- _Exercise details_
Once you reach the end of the data, transcribe all of it exactly.

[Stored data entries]
*** Block opens ***

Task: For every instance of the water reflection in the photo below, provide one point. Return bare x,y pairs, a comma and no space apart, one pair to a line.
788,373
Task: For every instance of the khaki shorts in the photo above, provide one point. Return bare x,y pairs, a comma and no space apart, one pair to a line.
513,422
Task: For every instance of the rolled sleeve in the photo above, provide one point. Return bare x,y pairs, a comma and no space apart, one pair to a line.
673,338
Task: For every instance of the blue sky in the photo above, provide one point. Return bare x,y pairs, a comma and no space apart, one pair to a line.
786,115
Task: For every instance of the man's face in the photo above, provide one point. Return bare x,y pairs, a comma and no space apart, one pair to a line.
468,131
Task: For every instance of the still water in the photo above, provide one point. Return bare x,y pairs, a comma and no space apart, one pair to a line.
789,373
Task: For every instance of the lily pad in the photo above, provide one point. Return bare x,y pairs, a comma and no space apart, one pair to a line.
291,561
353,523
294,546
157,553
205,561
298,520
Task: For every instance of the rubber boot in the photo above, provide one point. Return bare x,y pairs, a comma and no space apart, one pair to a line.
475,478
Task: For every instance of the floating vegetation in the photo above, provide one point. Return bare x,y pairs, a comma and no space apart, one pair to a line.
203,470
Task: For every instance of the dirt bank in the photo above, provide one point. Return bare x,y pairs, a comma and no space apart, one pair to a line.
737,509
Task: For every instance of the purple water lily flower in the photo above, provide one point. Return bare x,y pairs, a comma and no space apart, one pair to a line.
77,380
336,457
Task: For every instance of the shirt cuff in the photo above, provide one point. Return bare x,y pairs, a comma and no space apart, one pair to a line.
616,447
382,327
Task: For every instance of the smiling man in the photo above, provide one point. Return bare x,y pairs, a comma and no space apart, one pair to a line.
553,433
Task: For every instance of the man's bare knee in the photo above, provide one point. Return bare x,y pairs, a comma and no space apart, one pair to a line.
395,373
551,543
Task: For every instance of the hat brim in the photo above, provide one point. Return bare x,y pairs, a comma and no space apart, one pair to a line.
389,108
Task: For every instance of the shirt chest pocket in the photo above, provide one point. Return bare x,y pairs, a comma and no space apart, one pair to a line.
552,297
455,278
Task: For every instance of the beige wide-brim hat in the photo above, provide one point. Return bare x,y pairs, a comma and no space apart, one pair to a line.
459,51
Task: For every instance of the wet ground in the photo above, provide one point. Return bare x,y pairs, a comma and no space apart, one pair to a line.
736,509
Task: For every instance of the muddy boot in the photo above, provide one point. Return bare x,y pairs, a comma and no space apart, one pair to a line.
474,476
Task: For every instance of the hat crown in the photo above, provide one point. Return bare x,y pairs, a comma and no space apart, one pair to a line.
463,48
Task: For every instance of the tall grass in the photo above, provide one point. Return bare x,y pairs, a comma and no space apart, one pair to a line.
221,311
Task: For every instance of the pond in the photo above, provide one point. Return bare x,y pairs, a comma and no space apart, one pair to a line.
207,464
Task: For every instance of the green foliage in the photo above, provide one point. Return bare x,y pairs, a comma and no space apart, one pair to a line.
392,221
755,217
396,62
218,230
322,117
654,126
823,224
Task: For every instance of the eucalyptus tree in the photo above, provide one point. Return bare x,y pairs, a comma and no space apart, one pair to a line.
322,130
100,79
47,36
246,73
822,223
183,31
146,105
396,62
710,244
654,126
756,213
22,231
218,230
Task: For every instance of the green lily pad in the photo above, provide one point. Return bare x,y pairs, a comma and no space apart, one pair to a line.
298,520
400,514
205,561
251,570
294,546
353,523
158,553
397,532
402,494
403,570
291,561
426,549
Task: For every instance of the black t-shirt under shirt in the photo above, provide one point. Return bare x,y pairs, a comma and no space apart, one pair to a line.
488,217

*** Block closes ***

- _Task response_
Task: For every instance of the water reflection in the photo below, provide one point. Return bare x,y pairs, a comma and no space apart, one pair to a line.
788,373
Task: For every instance of the khaki shorts in the photo above, provide one point. Return bare x,y pairs, a comma and no space apart, one pair to a line.
513,422
Task: For every instance of the rolled sleeve in the photo above, provide one point. Return bare x,y pairs, a comma and no space apart, one pair to a line.
673,338
Task: For every instance of the blue sky in the photo above, provide one point. Return bare x,y pairs, a comma and no space apart, one pair to a line.
786,115
Task: For every instance of the man's face in the photo above, provide one point. Return bare x,y pairs, a comma and no space apart, one pair to a line.
468,131
Task: For every instance of the still water in the photo above, provide one point. Return bare x,y pairs, a comma and no space apart, one pair to a line.
789,373
Task: For every instance of the lily pad in the photo above, provide one point. Return bare x,y pairs, a comma and no space apart, one pair to a line.
291,561
353,523
294,546
157,553
205,561
298,520
Task: For every instance of the rubber boot in the photo above, provide one point. Return bare x,y pairs, a comma and no space apart, one pair to a line.
475,478
Task: For every instance of the floating vegetation in the photo above, provide one point. Return bare x,y pairs, a comma and no space apart, one pair to a line.
203,470
Task: For every instance of the dirt bank in the photo above, provide one point. Return bare x,y pairs, a comma and no space apart, one pair to a line.
737,509
Task: For every instance of the purple water lily flower in the photo above, provide one point. Return bare x,y pairs, a comma and no space apart, one pair to a line.
77,380
336,457
Task: For every instance of the shirt cuff in the photo above, provide one point. Return bare x,y pairs, a comma and no space apart, one pair to a line.
616,447
382,327
Task: For every instance of the smiling man in the photo above, provide one point. Return bare x,y pairs, a comma and no space apart, one pair to a line.
553,433
Task: For every instance of the man's bare knee in the photo above, provide one point. Return bare x,y pairs, a comma and no space apart, one pair to a line.
395,373
551,543
Task: For every instance of the hat brim in the photo above, provide one point. Return bare x,y pairs, a comma and no space apart, one pair to a line.
389,108
Task: For every instance of the shirt chest pocket in the photo above, provide one point. Return bare x,y pairs, a comma and no space apart, one pair to a line.
552,297
455,278
Task: For every instance of the beige wide-brim hat in the photo above, provide one point. Return bare x,y pairs, a comma and no space apart, one pair to a line.
459,51
Task: For every instance of the wet ground in the photo above, provide one point. Return bare x,y pairs, a comma and no space apart, one pair to a line.
736,509
Task: For every instance of the muddy boot in the photo above, provide one point. Return bare x,y pairs, a comma and no space apart, one pair to a line.
474,476
Task: For every instance of the hat crown in the photo above, provide one point. Return bare x,y pairs, a comma and no space apart, one pair to a line.
463,48
Task: For every instance of the tall grass in the photo above, provide one point. Return bare x,y pairs, a comma and no space apart, one pair to a line.
221,311
Task: For every instance of the pond in the photo above, provide one point. Return bare x,y pairs, a comma and no space apart, one pair to a line.
207,464
Task: For every instance of the green foliage in the photo above, provide one point. Return bare x,y pairs, a comma and no space apart, one pair to a line.
392,221
755,217
396,62
218,230
322,117
654,126
823,224
Task: For every instance of the eucalyptus tree in the photo above, provide one point. Return bare x,y pairs, a comma and no space apart, one pair to a line.
322,130
100,79
47,36
246,73
822,223
183,31
146,105
396,62
710,244
654,126
756,213
22,231
218,230
Task: For every instance of the green lily pad in the photo above, provide one point. Return bare x,y pairs, a comma and no space apart, one pair to a line.
298,520
400,514
205,561
251,570
294,546
353,523
158,553
397,532
402,494
403,570
291,561
426,549
Task: For every instance of the black t-shirt under shirt in the photo above, provide one point. Return bare x,y pairs, a comma and no space apart, one pair to a line.
488,217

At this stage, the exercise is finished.